* **Data**:
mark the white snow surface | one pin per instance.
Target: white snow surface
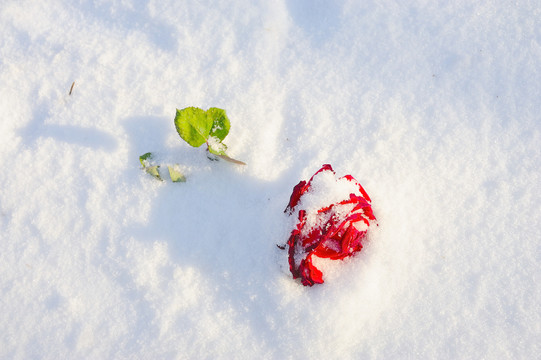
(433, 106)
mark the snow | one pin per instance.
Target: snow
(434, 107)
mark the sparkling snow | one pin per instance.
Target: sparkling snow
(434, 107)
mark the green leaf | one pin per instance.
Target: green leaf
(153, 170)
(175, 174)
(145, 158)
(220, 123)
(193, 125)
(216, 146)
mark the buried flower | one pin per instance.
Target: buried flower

--

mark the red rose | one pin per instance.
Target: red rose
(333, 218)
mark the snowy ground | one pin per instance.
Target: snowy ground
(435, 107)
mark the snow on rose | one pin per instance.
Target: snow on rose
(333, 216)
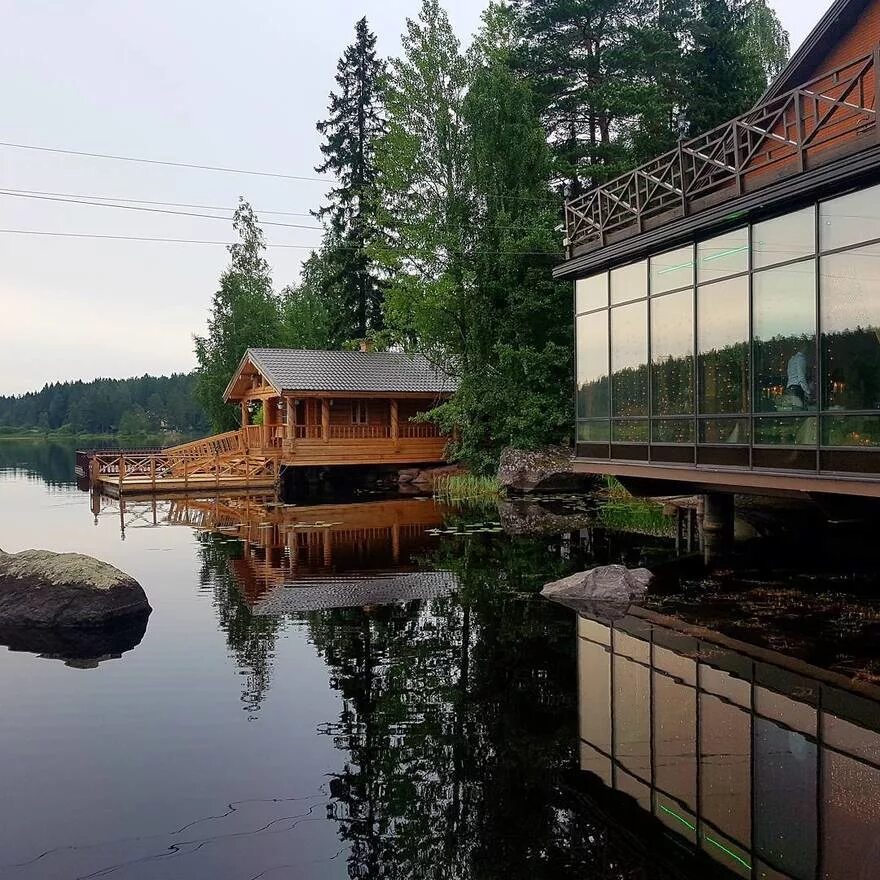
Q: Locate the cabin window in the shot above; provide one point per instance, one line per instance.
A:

* **Task directions**:
From the listing, count how many lines contain the string "mark", and answer with the number by itself.

* **Exercise answer**:
8